From the records below, output exactly the lines starting at the line with "Query: rocky outcrop" and ending at the line with "Query: christmas garland", both of them included, but no pictures.

____

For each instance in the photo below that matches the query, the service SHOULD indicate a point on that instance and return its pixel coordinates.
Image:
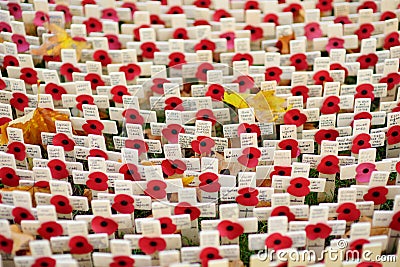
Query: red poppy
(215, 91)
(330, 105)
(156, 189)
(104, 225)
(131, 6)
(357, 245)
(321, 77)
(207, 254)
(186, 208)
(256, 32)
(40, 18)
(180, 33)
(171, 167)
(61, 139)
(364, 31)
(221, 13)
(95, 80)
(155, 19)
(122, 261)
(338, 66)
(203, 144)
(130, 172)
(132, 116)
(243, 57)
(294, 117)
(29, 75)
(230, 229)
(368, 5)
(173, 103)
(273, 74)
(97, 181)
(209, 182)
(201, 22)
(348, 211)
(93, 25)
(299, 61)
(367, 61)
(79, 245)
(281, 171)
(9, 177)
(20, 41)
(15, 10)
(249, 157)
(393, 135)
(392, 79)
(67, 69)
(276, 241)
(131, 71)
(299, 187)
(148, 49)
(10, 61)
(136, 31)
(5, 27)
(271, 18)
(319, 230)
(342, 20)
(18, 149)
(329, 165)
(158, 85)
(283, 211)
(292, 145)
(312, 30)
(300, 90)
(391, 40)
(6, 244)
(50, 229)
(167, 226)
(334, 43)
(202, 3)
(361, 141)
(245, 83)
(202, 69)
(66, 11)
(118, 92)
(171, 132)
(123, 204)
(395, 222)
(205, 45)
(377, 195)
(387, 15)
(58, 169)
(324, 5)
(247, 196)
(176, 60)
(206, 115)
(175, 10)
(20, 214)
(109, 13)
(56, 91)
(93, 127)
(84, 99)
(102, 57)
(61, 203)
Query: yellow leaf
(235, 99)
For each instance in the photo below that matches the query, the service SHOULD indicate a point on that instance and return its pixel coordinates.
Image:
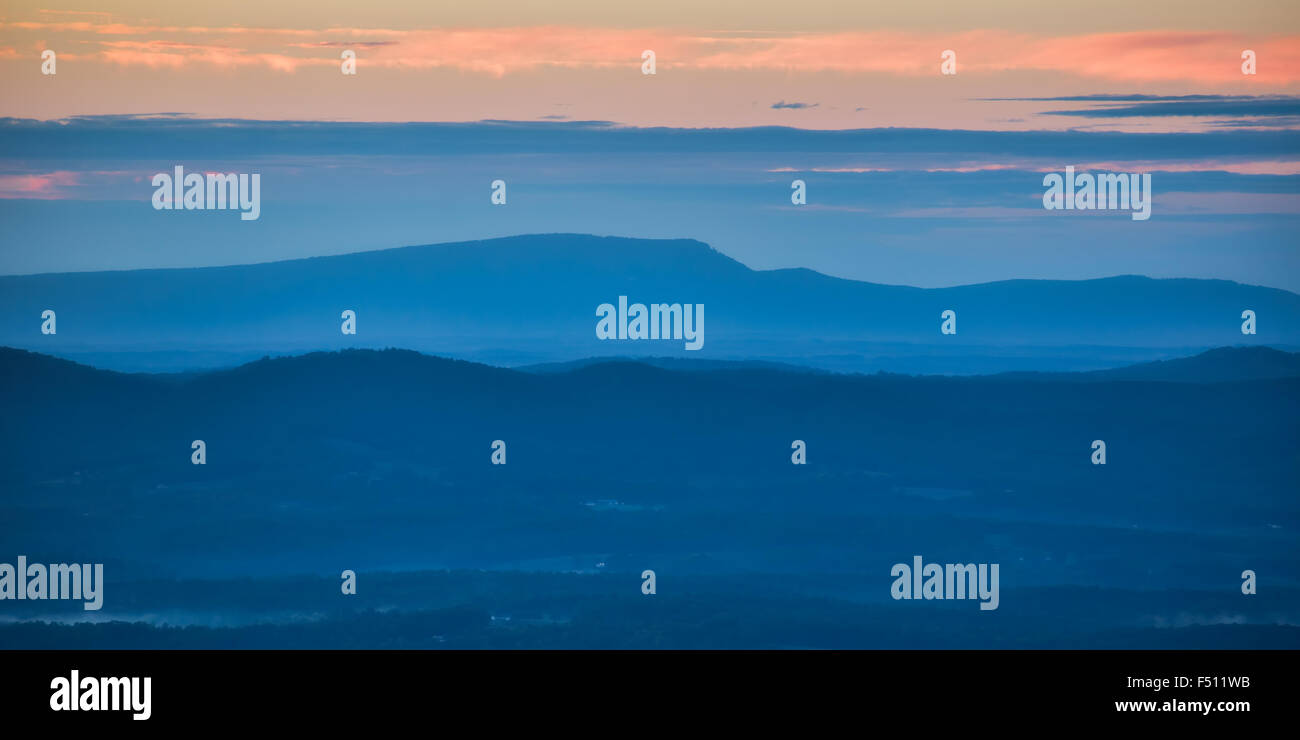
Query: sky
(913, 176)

____

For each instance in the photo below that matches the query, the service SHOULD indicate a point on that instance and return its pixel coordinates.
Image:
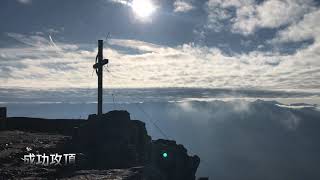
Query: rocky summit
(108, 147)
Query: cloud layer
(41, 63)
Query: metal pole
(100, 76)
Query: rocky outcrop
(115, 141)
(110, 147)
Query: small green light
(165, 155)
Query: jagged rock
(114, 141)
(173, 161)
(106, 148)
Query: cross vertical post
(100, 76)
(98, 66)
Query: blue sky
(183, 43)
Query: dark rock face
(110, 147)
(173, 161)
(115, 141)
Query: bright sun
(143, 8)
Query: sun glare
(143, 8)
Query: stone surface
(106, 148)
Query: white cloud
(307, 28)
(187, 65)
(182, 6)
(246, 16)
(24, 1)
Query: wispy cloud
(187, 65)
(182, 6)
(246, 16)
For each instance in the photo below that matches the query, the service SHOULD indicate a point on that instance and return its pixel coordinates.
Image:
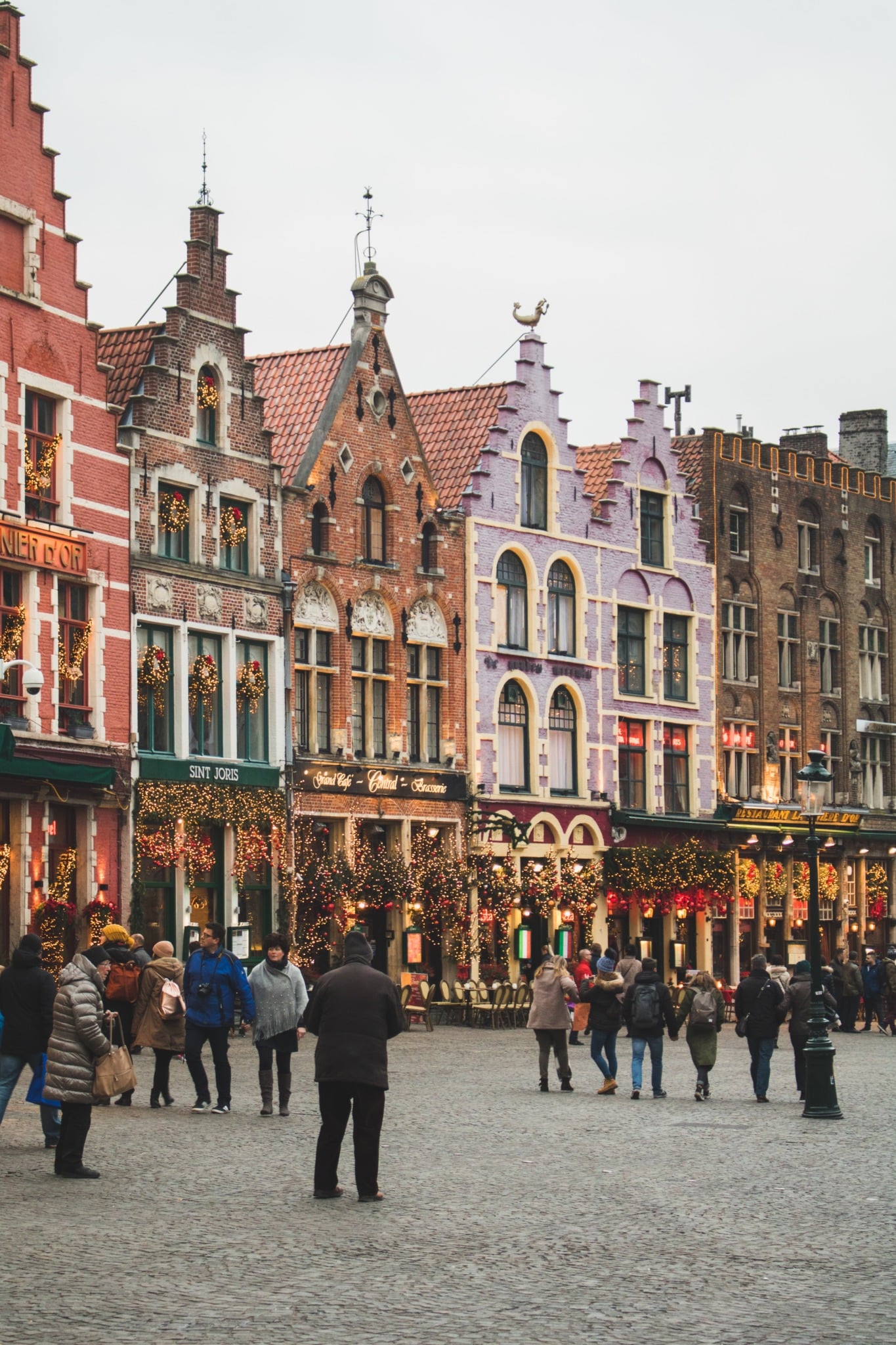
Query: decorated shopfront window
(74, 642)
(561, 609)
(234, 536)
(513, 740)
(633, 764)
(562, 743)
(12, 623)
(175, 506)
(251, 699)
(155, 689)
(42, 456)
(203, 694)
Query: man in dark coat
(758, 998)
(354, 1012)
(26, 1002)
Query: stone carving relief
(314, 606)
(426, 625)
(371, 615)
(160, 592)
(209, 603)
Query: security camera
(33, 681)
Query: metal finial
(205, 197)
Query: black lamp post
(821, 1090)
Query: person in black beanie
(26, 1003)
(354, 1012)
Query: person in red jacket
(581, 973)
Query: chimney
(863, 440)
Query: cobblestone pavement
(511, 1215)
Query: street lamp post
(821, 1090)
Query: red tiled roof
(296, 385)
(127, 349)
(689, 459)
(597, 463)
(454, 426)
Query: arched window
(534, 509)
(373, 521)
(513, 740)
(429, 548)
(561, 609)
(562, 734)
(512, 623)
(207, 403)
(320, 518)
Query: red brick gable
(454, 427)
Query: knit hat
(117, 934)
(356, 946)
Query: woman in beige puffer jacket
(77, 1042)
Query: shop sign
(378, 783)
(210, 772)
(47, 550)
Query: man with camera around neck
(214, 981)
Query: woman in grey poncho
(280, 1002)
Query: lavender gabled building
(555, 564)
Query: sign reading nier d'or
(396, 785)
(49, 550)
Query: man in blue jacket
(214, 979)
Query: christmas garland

____

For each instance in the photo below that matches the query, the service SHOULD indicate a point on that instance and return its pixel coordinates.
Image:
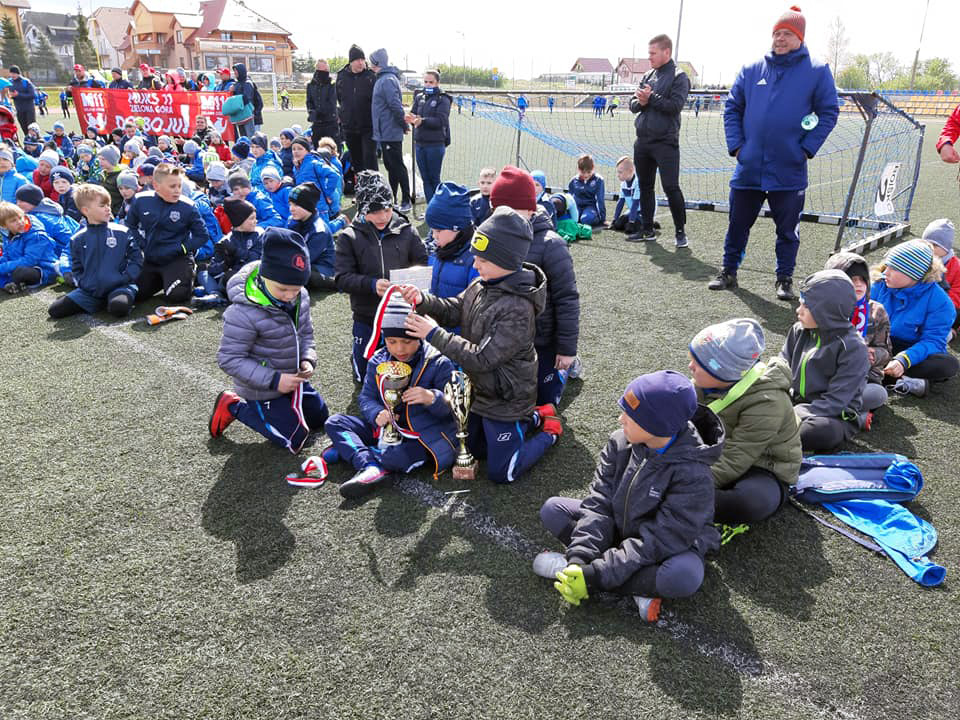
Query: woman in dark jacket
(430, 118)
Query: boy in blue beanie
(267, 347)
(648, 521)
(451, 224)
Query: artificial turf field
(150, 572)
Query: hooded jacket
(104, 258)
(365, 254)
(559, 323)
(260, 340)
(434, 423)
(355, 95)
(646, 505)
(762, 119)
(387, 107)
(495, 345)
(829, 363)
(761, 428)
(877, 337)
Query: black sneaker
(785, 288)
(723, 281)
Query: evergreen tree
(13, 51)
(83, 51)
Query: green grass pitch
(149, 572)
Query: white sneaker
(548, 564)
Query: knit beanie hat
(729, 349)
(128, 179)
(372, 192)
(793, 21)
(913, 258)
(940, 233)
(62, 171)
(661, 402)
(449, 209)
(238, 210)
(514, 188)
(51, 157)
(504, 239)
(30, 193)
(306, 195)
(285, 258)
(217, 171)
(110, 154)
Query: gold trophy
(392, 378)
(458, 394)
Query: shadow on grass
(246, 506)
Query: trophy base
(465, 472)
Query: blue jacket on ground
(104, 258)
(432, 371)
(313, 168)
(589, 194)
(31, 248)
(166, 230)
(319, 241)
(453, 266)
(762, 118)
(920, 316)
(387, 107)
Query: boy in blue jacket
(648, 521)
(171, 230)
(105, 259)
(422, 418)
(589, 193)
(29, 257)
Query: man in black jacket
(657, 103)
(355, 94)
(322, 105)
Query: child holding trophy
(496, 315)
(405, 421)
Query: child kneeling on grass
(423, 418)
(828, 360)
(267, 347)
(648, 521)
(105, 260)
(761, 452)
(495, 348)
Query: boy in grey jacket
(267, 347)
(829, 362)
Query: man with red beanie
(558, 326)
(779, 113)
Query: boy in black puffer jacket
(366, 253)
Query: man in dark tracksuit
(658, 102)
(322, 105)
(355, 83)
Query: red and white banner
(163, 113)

____

* **REPLY TO THE TASK**:
Query: rocky outcrop
(115, 141)
(110, 147)
Query: small green light
(165, 155)
Query: jagged rock
(114, 141)
(173, 161)
(106, 148)
Query: cross vertical post
(100, 76)
(98, 66)
Query: blue sky
(183, 43)
Query: dark rock face
(110, 147)
(173, 161)
(115, 141)
Query: bright sun
(143, 8)
Query: sun glare
(143, 8)
Query: stone surface
(106, 148)
Query: white cloud
(307, 28)
(187, 65)
(182, 6)
(246, 16)
(24, 1)
Query: wispy cloud
(187, 65)
(182, 6)
(246, 16)
For each instance in the photo below that matches the query, the service SHOULD indicate a point on that instance and return its pixel coordinates.
Image:
Query: decorated shopfront window
(74, 642)
(561, 609)
(234, 536)
(513, 740)
(633, 764)
(562, 743)
(12, 623)
(175, 506)
(251, 699)
(155, 689)
(42, 456)
(203, 694)
Query: man in dark coat
(758, 998)
(354, 1012)
(26, 1002)
Query: stone carving relief
(314, 606)
(426, 625)
(371, 615)
(160, 592)
(209, 603)
Query: security camera
(33, 681)
Query: metal finial
(205, 197)
Query: black lamp post
(821, 1090)
Query: person in black beanie
(26, 1003)
(354, 1012)
Query: person in red jacket
(581, 973)
Query: chimney
(863, 440)
Query: cobblestone pavement
(511, 1215)
Query: street lamp post
(821, 1090)
Query: red tiled roof
(296, 385)
(127, 349)
(689, 459)
(597, 463)
(454, 426)
Query: arched window
(534, 509)
(373, 521)
(513, 740)
(429, 548)
(561, 609)
(562, 734)
(512, 623)
(207, 403)
(320, 518)
Query: red brick gable
(454, 427)
Query: knit hat
(117, 934)
(356, 946)
Query: woman in beige puffer jacket
(77, 1042)
Query: shop sign
(378, 783)
(210, 772)
(47, 550)
Query: man with camera around neck
(214, 981)
Query: woman in grey poncho
(280, 1002)
Query: lavender gabled building
(555, 564)
Query: sign reading nier d'or
(396, 785)
(49, 550)
Query: man in blue jacket
(214, 979)
Query: christmas garland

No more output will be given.